## TASK TO COMPLETE
Reproduce the portion of the article on the Antikythera shipwreck skeleton below from "Archaeologists have discovered" up to and including "and two femurs.".

Archaeologists have discovered the 2,000-year-old skeleton of a man in a Mediterranean shipwreck. They hope to extract DNA from the skeleton and determine who he was.
Archaeologists discovered a 2,000-year-old skeleton in a shipwreck off the coast of the Greek island of Antikythera. If they are able to extract DNA from the remains, they can get an accurate genetic profile of the man who was on the ship, including hair and eye color and ancestral origin.
It is very rare to find a skeleton in the sea, as human remains are usually eaten by fish or swept away over time. It is especially rare to find a well-preserved skeleton, including a partial skull, two arm bones, several ribs and two femurs.
"It doesn't look like bones that are 2,000 years old," said Hannes Schroeder, a DNA analysis expert from the Denmark Museum of Natural History.
"Archaeologists study the human past through the objects our ancestors created," said co-director of the excavation, Brendan Foley, a marine archaeologist with Massachusetts-based Woods Hole Oceanographic Institution.
"With the Antikythera shipwreck, we can now connect directly with this person who sailed and died aboard the Antikythera ship," Foley said. The Institution is working on the excavation with the Greek culture ministry.
The Antikythera shipwreck was first discovered by in 1900 and is believed to be the first wrecked ship ever investigated by archaeologists.
The first major find in the ship was the "Antikythera Mechanism," an item from 2nd century BC and is occasionally referred to as the world's oldest computer. It modeled the motions of the sun, moon and planets and is composed of many cogs and gears.
The ship also contained marble statues, tableware, and thousands of other artifacts. There were other skeletons found in the ship, but they were discovered before DNA testing was available.

## EXERCISE DATA
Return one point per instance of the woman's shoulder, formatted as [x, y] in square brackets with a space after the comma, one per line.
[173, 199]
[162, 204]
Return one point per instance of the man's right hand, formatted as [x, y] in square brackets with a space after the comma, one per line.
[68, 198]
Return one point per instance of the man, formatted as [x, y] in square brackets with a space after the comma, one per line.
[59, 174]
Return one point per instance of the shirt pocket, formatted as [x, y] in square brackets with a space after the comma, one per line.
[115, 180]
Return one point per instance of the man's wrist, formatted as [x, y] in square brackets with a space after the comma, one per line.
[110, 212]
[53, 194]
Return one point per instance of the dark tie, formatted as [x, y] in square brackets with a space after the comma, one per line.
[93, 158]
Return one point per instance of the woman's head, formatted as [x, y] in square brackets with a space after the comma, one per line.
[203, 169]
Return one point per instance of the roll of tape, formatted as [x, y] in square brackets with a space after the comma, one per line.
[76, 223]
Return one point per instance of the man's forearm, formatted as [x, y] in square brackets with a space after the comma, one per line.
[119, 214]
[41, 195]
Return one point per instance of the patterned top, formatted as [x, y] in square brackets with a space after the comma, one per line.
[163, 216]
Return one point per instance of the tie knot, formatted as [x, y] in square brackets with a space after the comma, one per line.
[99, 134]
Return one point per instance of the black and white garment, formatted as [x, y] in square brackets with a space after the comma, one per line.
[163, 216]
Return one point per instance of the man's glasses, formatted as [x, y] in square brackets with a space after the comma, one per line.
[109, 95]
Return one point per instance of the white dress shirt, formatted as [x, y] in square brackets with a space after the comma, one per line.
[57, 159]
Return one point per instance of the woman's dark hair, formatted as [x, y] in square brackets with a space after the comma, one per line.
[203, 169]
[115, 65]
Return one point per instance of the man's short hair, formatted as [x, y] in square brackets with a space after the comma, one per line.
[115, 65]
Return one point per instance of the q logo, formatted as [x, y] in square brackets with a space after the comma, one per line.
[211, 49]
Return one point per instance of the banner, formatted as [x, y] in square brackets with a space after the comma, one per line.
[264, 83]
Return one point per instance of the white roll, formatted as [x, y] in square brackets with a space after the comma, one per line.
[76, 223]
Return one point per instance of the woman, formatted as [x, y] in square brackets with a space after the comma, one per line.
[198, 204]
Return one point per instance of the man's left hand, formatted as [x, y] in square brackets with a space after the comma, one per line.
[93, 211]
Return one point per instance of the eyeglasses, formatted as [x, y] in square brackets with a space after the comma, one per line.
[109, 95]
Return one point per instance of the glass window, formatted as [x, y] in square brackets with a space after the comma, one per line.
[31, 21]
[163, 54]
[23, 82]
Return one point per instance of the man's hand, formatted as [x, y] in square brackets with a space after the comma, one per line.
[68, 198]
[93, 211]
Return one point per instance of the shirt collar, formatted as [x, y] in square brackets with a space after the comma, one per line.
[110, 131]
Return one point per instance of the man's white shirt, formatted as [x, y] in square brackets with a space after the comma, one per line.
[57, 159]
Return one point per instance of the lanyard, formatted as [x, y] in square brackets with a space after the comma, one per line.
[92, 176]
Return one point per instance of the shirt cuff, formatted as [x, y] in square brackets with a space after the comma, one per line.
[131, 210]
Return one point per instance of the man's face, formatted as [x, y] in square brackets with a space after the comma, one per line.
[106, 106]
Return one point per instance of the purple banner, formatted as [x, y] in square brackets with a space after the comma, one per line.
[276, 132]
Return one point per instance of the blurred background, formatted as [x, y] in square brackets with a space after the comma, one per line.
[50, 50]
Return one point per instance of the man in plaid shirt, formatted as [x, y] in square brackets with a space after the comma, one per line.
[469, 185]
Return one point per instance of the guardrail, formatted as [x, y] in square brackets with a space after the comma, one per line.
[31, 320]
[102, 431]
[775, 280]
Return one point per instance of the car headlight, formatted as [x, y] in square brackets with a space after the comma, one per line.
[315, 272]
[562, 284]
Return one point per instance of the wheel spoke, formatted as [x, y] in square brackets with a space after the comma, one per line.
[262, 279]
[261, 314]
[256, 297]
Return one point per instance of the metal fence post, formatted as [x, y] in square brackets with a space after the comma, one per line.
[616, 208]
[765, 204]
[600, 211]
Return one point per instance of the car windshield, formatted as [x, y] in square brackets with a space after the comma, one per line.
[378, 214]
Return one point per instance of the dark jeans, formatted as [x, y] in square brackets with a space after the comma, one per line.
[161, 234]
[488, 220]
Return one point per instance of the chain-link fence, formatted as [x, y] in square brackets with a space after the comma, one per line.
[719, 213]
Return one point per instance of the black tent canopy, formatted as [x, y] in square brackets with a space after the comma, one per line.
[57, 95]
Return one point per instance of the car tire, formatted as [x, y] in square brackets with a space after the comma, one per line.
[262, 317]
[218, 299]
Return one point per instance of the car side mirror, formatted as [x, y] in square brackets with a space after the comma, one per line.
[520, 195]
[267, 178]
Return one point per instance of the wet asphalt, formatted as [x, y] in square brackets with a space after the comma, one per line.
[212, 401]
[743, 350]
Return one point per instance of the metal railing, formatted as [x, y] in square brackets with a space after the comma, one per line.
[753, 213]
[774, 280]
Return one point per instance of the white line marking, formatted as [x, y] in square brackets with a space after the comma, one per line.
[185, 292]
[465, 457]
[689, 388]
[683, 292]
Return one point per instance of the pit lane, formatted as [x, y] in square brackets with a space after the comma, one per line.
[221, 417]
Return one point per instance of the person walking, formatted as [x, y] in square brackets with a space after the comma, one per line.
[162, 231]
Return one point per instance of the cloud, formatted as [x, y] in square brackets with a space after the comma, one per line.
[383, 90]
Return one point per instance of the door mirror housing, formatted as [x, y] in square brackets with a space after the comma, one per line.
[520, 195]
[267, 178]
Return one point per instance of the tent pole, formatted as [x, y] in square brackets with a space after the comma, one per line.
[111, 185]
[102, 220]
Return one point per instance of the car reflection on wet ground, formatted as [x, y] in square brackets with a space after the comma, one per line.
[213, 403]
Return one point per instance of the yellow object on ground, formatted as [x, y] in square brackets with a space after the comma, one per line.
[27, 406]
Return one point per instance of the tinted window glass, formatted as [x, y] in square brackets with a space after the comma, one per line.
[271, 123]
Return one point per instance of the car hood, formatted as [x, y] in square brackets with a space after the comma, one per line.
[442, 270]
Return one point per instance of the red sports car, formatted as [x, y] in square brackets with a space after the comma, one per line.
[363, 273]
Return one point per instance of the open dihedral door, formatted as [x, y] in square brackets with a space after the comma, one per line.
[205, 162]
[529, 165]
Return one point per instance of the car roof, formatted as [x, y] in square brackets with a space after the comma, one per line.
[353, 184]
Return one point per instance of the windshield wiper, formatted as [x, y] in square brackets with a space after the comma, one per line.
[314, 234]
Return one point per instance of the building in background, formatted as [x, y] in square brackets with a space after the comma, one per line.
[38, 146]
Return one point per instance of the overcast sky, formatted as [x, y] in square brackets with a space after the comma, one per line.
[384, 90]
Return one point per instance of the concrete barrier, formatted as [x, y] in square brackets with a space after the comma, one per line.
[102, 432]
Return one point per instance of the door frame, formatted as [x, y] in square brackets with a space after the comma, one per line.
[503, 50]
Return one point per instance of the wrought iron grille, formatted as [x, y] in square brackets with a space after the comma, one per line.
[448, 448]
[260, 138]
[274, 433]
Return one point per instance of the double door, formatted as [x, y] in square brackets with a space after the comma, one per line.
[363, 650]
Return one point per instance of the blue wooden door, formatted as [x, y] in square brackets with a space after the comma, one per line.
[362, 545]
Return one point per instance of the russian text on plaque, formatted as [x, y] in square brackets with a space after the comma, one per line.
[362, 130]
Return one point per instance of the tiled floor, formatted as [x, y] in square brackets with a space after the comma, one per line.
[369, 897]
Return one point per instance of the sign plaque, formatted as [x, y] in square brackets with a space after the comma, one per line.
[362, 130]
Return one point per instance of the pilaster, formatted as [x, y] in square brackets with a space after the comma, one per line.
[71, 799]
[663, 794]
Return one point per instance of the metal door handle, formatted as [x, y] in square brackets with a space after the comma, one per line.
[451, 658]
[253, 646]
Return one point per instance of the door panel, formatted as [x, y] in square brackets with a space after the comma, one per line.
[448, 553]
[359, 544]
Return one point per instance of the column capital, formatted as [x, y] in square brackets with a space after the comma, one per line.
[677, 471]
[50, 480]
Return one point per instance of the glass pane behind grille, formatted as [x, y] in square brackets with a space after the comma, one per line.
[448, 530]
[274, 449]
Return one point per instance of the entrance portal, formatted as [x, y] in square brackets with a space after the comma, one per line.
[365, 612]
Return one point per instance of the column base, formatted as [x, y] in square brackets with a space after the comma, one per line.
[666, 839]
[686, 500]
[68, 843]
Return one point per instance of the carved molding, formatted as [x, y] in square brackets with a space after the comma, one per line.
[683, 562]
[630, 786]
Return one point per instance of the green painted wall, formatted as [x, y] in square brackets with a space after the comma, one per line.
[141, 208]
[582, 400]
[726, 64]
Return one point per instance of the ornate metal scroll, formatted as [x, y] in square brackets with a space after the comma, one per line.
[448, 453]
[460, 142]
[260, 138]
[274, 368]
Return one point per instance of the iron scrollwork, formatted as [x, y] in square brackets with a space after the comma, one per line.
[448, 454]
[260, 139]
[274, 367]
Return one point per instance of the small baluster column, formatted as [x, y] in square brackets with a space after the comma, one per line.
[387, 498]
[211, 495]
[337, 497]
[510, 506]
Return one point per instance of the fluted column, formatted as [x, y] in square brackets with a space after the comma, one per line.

## OUTPUT OF THE EXERCISE
Archaeologists have discovered the 2,000-year-old skeleton of a man in a Mediterranean shipwreck. They hope to extract DNA from the skeleton and determine who he was.
Archaeologists discovered a 2,000-year-old skeleton in a shipwreck off the coast of the Greek island of Antikythera. If they are able to extract DNA from the remains, they can get an accurate genetic profile of the man who was on the ship, including hair and eye color and ancestral origin.
It is very rare to find a skeleton in the sea, as human remains are usually eaten by fish or swept away over time. It is especially rare to find a well-preserved skeleton, including a partial skull, two arm bones, several ribs and two femurs.